(Pointing dataset records)
▼▼▼
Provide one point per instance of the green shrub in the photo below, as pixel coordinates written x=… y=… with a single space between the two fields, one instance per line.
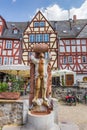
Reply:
x=3 y=87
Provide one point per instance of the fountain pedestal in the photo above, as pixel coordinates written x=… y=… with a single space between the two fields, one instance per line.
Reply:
x=42 y=121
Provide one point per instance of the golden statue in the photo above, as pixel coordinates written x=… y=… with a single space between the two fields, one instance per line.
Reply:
x=41 y=74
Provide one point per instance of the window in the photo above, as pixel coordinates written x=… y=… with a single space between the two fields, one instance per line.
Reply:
x=8 y=44
x=84 y=59
x=0 y=22
x=39 y=38
x=64 y=60
x=70 y=59
x=46 y=37
x=39 y=24
x=11 y=60
x=36 y=24
x=32 y=38
x=15 y=31
x=42 y=24
x=0 y=60
x=5 y=60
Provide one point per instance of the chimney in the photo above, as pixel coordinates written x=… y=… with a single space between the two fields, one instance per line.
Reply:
x=74 y=18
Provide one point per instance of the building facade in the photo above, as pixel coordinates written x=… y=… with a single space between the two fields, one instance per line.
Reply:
x=67 y=41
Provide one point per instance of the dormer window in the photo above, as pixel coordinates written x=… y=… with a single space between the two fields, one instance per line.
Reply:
x=39 y=24
x=0 y=22
x=15 y=31
x=8 y=44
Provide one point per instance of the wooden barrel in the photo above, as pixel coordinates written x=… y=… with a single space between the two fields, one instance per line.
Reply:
x=42 y=47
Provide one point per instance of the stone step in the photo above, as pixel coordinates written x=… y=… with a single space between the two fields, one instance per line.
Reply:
x=62 y=126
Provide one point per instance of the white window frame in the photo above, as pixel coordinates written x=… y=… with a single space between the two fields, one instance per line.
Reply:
x=8 y=44
x=70 y=59
x=0 y=60
x=5 y=61
x=10 y=60
x=84 y=59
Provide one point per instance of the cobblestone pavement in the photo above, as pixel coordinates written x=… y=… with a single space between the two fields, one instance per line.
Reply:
x=76 y=114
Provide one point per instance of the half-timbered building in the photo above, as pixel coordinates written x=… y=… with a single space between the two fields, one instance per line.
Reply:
x=72 y=44
x=39 y=31
x=67 y=42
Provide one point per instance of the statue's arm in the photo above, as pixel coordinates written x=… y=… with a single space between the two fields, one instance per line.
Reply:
x=34 y=60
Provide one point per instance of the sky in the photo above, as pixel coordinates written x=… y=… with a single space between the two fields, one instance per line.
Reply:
x=24 y=10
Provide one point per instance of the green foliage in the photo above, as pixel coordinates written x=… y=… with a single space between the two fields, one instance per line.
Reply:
x=17 y=84
x=3 y=87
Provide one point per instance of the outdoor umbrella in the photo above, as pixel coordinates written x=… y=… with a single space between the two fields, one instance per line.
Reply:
x=18 y=70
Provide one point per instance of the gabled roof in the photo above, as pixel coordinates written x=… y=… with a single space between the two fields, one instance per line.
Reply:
x=67 y=29
x=8 y=32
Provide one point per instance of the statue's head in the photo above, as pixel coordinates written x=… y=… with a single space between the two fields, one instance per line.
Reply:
x=41 y=55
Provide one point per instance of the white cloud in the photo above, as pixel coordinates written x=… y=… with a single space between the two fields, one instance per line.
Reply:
x=13 y=0
x=54 y=12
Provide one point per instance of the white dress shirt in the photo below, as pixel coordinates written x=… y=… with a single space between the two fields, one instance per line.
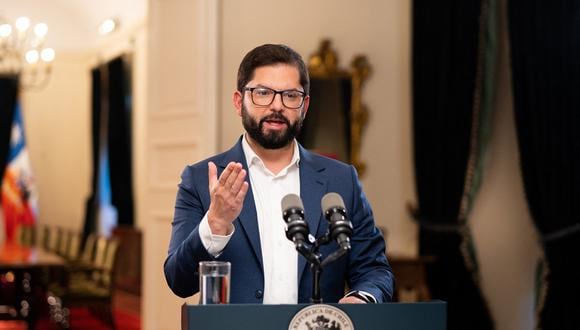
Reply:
x=279 y=256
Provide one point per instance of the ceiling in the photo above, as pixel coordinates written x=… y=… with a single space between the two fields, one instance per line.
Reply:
x=72 y=24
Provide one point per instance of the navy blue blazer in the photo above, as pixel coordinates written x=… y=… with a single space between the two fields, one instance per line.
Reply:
x=364 y=268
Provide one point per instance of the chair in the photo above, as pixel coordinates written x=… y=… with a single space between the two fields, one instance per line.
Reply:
x=26 y=235
x=63 y=242
x=94 y=291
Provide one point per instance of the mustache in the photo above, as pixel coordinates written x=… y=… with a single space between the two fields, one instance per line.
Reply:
x=275 y=116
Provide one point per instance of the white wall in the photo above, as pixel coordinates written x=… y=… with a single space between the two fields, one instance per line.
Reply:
x=57 y=124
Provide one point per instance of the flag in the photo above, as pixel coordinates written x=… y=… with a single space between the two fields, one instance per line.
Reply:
x=19 y=195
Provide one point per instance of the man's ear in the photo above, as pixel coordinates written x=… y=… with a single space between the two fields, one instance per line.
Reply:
x=305 y=105
x=238 y=99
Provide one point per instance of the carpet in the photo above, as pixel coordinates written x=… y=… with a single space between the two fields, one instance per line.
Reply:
x=81 y=318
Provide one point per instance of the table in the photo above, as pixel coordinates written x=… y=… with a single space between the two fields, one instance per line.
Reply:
x=24 y=273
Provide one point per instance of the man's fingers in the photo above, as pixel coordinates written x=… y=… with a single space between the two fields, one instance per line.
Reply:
x=233 y=177
x=242 y=193
x=226 y=173
x=212 y=174
x=238 y=181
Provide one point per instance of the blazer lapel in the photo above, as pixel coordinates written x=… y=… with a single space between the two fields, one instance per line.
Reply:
x=313 y=184
x=248 y=218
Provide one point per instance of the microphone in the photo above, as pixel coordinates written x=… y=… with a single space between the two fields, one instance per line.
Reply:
x=340 y=228
x=293 y=213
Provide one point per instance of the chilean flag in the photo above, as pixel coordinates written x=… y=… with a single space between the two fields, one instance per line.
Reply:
x=19 y=195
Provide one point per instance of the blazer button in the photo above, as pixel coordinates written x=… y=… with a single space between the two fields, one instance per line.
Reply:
x=259 y=294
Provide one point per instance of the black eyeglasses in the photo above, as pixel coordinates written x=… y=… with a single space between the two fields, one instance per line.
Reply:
x=264 y=96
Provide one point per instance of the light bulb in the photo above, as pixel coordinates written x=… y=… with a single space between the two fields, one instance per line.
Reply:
x=5 y=30
x=47 y=55
x=40 y=30
x=22 y=23
x=32 y=56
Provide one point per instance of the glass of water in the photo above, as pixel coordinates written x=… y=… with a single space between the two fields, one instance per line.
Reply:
x=214 y=282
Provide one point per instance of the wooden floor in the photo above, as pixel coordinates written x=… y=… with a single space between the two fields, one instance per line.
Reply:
x=122 y=301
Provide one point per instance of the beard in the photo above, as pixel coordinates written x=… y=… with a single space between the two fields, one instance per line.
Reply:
x=272 y=139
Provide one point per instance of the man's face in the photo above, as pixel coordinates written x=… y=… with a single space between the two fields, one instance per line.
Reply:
x=274 y=126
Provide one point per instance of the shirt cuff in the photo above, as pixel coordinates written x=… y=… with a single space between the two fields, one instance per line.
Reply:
x=214 y=244
x=362 y=295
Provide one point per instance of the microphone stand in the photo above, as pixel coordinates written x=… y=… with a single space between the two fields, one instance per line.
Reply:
x=313 y=256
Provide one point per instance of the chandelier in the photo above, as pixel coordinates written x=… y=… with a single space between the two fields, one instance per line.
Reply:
x=23 y=53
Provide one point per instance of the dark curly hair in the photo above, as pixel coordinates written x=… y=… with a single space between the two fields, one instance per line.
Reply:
x=270 y=54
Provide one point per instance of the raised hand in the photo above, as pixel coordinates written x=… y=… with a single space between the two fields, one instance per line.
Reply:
x=227 y=197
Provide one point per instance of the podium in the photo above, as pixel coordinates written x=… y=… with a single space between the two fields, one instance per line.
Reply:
x=391 y=316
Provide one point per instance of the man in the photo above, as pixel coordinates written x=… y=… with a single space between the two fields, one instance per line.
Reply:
x=228 y=206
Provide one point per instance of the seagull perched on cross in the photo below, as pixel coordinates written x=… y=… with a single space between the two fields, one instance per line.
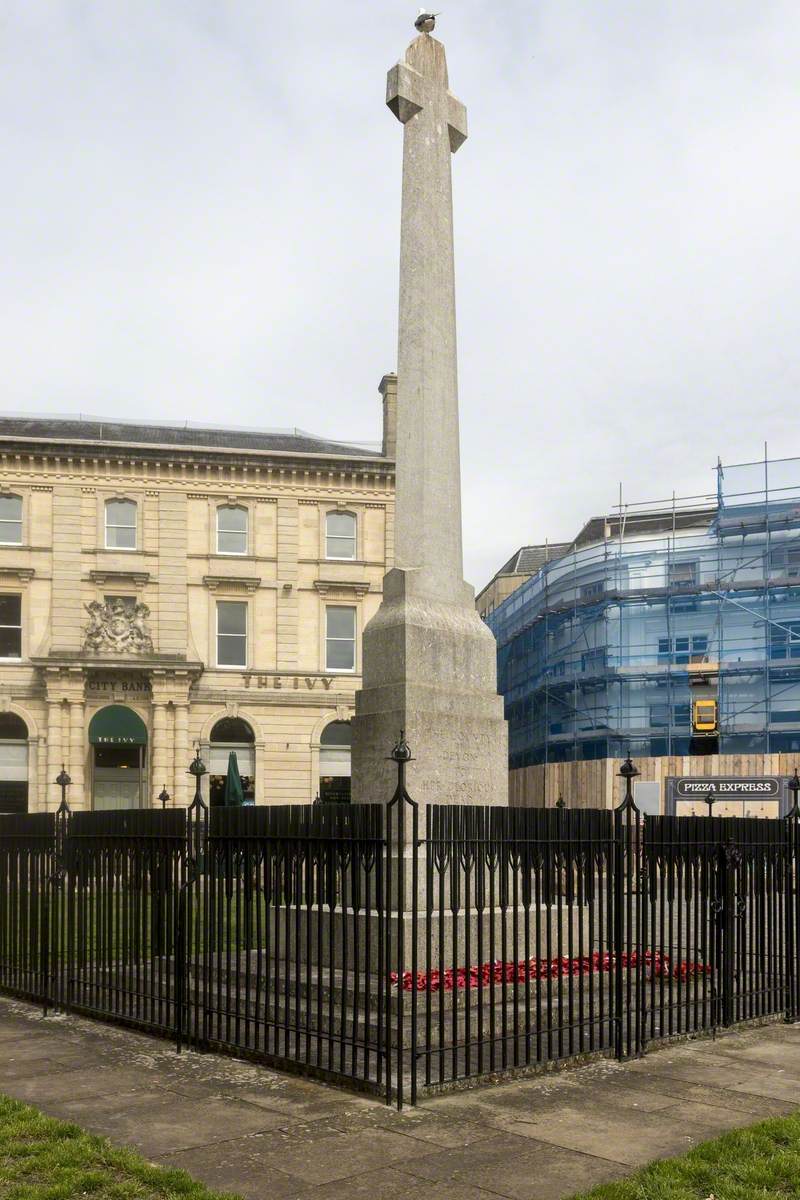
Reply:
x=426 y=22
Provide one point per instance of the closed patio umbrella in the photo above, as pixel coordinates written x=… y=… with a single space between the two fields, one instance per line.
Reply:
x=234 y=791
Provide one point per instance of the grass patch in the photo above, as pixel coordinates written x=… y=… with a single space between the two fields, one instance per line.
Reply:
x=47 y=1159
x=758 y=1163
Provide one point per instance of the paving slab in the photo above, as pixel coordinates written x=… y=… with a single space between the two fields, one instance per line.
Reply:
x=252 y=1131
x=518 y=1168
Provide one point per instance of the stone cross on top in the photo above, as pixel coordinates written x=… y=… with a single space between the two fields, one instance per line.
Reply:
x=427 y=532
x=421 y=83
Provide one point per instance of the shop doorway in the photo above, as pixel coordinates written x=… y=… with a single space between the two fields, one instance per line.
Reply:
x=119 y=741
x=335 y=763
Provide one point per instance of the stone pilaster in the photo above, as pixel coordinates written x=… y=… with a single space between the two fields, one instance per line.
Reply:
x=182 y=757
x=287 y=573
x=160 y=766
x=77 y=754
x=54 y=750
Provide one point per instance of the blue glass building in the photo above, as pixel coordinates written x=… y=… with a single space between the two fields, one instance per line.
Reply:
x=602 y=653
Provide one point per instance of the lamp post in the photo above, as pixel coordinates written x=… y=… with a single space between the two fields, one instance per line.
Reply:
x=64 y=781
x=197 y=768
x=629 y=772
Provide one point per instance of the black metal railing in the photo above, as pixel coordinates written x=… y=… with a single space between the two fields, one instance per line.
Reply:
x=402 y=949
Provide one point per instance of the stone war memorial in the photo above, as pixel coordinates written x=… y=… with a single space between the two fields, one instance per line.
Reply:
x=429 y=663
x=427 y=935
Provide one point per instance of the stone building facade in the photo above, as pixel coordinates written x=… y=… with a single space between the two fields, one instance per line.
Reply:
x=169 y=588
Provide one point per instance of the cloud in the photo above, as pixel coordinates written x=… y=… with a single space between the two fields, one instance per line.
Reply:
x=202 y=221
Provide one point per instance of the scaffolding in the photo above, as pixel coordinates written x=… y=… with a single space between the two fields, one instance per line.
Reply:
x=601 y=653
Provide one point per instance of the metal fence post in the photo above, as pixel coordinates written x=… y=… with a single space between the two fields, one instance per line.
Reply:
x=792 y=826
x=625 y=874
x=402 y=756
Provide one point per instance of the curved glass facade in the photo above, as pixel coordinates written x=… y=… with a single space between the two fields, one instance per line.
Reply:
x=602 y=652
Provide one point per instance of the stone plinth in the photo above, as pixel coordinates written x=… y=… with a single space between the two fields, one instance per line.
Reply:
x=429 y=669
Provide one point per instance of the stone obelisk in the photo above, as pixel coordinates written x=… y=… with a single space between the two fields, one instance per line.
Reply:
x=429 y=663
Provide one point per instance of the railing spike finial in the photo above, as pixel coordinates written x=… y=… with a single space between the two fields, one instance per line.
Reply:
x=794 y=787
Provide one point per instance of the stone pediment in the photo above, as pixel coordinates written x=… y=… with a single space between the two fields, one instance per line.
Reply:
x=348 y=587
x=138 y=579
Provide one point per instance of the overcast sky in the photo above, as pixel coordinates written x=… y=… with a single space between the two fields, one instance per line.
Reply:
x=200 y=220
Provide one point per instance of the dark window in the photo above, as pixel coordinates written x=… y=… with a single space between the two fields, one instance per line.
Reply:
x=683 y=575
x=127 y=603
x=595 y=588
x=232 y=529
x=340 y=535
x=340 y=639
x=786 y=717
x=337 y=733
x=659 y=715
x=11 y=633
x=594 y=659
x=232 y=729
x=785 y=640
x=11 y=521
x=232 y=634
x=120 y=525
x=12 y=727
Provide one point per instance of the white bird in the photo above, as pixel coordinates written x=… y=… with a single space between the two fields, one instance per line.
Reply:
x=426 y=22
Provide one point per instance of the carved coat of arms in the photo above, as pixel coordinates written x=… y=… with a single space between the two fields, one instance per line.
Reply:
x=118 y=627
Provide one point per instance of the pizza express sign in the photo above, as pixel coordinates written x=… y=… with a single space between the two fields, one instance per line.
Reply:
x=758 y=787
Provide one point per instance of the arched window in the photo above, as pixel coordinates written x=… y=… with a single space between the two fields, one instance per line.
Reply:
x=335 y=763
x=340 y=535
x=232 y=529
x=232 y=733
x=13 y=763
x=11 y=521
x=120 y=525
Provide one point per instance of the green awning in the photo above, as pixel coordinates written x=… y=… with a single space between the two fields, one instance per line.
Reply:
x=118 y=726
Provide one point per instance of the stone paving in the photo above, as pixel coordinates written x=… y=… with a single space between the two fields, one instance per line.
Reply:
x=252 y=1131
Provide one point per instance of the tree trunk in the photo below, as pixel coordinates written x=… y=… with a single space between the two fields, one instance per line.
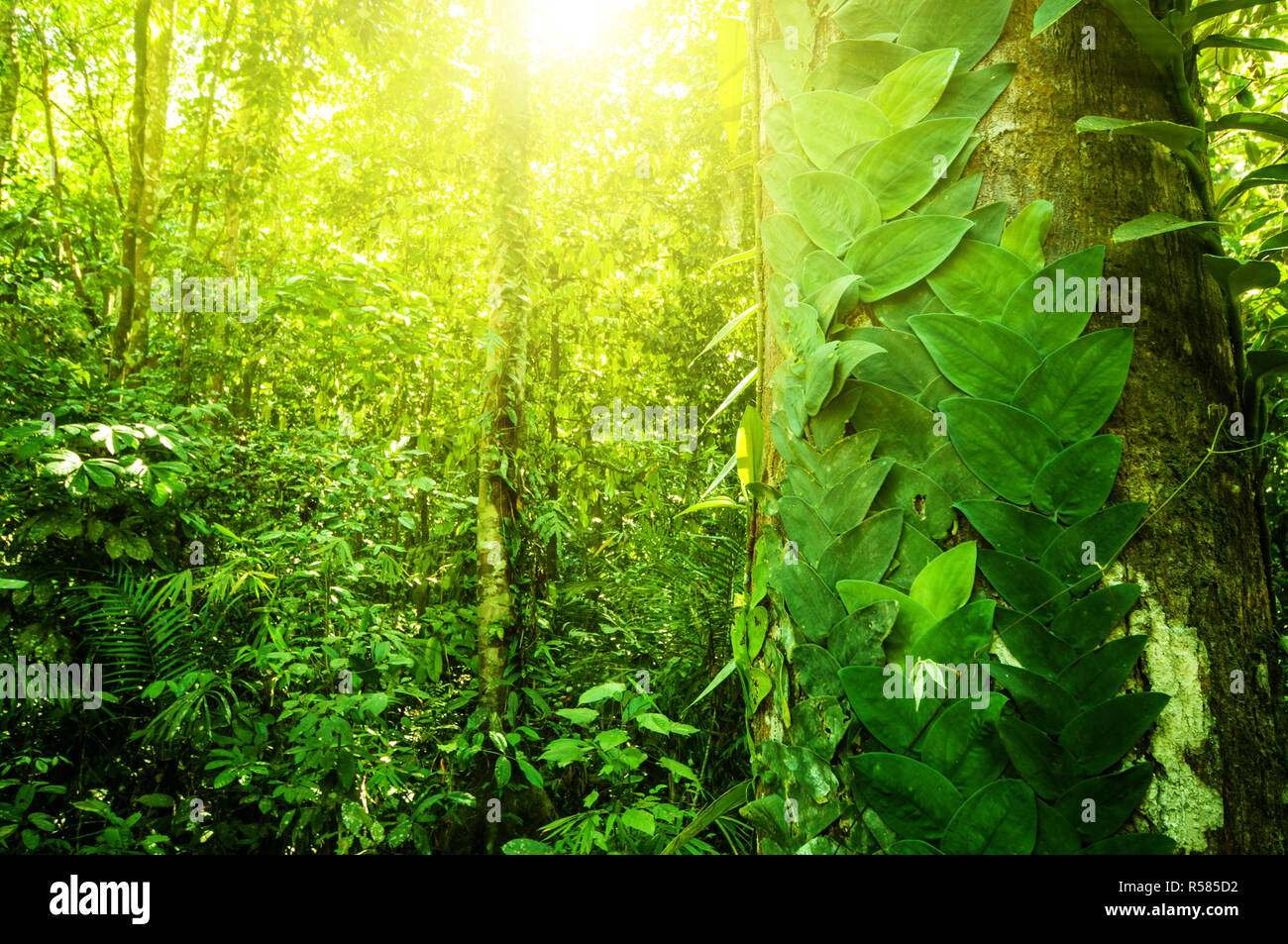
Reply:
x=506 y=351
x=1219 y=784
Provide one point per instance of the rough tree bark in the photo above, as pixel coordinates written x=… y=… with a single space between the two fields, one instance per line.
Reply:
x=506 y=348
x=1220 y=776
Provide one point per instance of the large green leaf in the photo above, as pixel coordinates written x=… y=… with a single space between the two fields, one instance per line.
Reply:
x=832 y=209
x=776 y=172
x=1098 y=675
x=978 y=278
x=1080 y=556
x=853 y=65
x=785 y=243
x=907 y=94
x=1041 y=700
x=964 y=745
x=894 y=720
x=1100 y=736
x=1078 y=384
x=973 y=26
x=846 y=504
x=863 y=552
x=829 y=123
x=958 y=636
x=983 y=359
x=913 y=798
x=945 y=582
x=1047 y=330
x=1043 y=764
x=1077 y=481
x=971 y=94
x=816 y=669
x=902 y=167
x=1116 y=797
x=999 y=819
x=1003 y=446
x=857 y=639
x=898 y=254
x=1028 y=587
x=1010 y=528
x=1089 y=621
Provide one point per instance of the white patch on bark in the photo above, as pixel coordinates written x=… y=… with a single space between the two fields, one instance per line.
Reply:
x=1176 y=664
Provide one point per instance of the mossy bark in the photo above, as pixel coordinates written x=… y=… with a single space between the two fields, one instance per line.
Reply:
x=1220 y=773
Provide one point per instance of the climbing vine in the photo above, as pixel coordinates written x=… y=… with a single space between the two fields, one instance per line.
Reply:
x=974 y=391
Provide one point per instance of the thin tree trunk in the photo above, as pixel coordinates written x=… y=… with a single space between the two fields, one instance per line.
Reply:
x=1220 y=772
x=506 y=351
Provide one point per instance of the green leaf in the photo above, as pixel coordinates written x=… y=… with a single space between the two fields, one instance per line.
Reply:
x=1098 y=540
x=1116 y=797
x=1132 y=844
x=638 y=819
x=911 y=621
x=958 y=636
x=829 y=123
x=1047 y=330
x=785 y=243
x=832 y=209
x=863 y=552
x=1100 y=736
x=857 y=639
x=971 y=94
x=945 y=582
x=811 y=603
x=776 y=172
x=816 y=670
x=846 y=504
x=526 y=846
x=1155 y=224
x=1260 y=123
x=913 y=798
x=973 y=26
x=1028 y=231
x=1090 y=620
x=907 y=94
x=579 y=715
x=983 y=359
x=1077 y=481
x=1028 y=587
x=1041 y=700
x=902 y=167
x=1180 y=138
x=1043 y=764
x=999 y=819
x=1098 y=675
x=978 y=278
x=1078 y=385
x=964 y=745
x=804 y=527
x=1003 y=446
x=1155 y=40
x=1048 y=13
x=900 y=254
x=925 y=505
x=1010 y=528
x=853 y=65
x=600 y=691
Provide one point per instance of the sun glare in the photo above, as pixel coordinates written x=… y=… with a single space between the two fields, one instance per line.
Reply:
x=563 y=29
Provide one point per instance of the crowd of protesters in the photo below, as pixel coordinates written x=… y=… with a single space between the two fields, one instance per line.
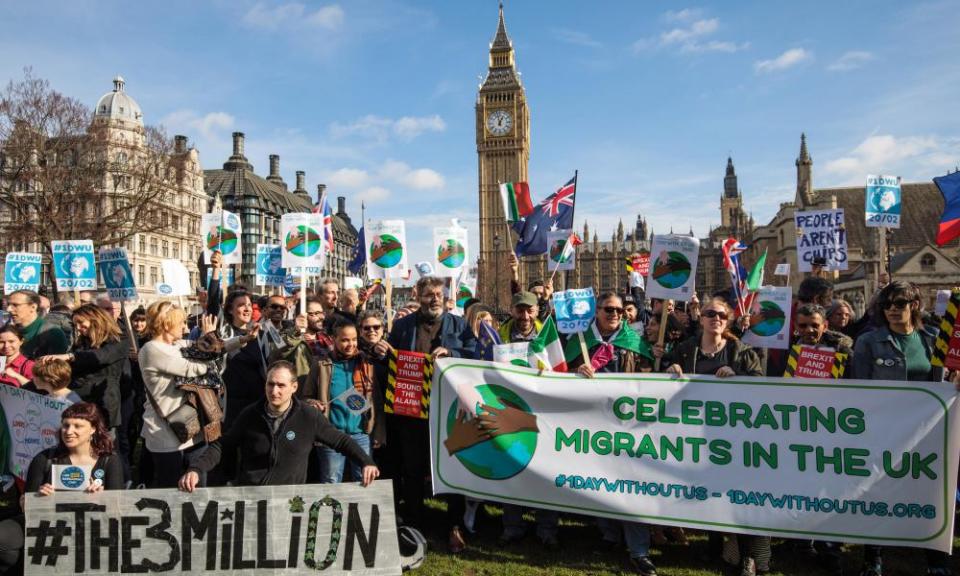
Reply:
x=258 y=370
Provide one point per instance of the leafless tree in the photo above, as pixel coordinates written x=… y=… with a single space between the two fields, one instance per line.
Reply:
x=64 y=176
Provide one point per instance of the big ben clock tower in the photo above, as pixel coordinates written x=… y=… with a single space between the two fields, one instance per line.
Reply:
x=503 y=150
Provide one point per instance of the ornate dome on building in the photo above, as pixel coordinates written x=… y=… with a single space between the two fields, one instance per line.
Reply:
x=118 y=105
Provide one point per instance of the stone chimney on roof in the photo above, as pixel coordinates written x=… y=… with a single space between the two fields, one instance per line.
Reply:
x=274 y=176
x=237 y=160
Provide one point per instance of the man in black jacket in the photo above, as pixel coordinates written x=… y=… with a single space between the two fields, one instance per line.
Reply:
x=276 y=439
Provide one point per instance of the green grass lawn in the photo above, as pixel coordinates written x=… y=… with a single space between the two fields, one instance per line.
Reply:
x=578 y=554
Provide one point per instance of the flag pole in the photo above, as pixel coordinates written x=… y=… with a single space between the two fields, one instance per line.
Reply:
x=573 y=222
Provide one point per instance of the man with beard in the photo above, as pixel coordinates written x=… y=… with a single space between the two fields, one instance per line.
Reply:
x=430 y=330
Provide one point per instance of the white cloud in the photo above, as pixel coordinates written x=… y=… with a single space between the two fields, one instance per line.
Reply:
x=424 y=179
x=788 y=59
x=380 y=129
x=715 y=46
x=684 y=15
x=293 y=15
x=691 y=37
x=913 y=157
x=410 y=127
x=576 y=38
x=373 y=194
x=695 y=30
x=348 y=178
x=192 y=124
x=851 y=61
▲▲▲
• Exercise aim: Reproduce the lines of the entries above exactly, but only from the line containing "Provide one point per instance of the man with" through the final line.

• Output of the exercise:
Provide one point per instance of the man with beard in the photo above, as pixel coordinates written x=… y=… with a single space between the two fields, one instance per line.
Reply:
x=430 y=330
Provide one point per instance of the white cloud in the photo above, as pixel coordinates written x=… y=… with a single space between the two fields, one instance per line.
Reply:
x=424 y=179
x=788 y=59
x=380 y=129
x=715 y=46
x=684 y=15
x=293 y=15
x=691 y=37
x=913 y=157
x=410 y=127
x=576 y=38
x=373 y=194
x=695 y=30
x=348 y=178
x=192 y=124
x=851 y=61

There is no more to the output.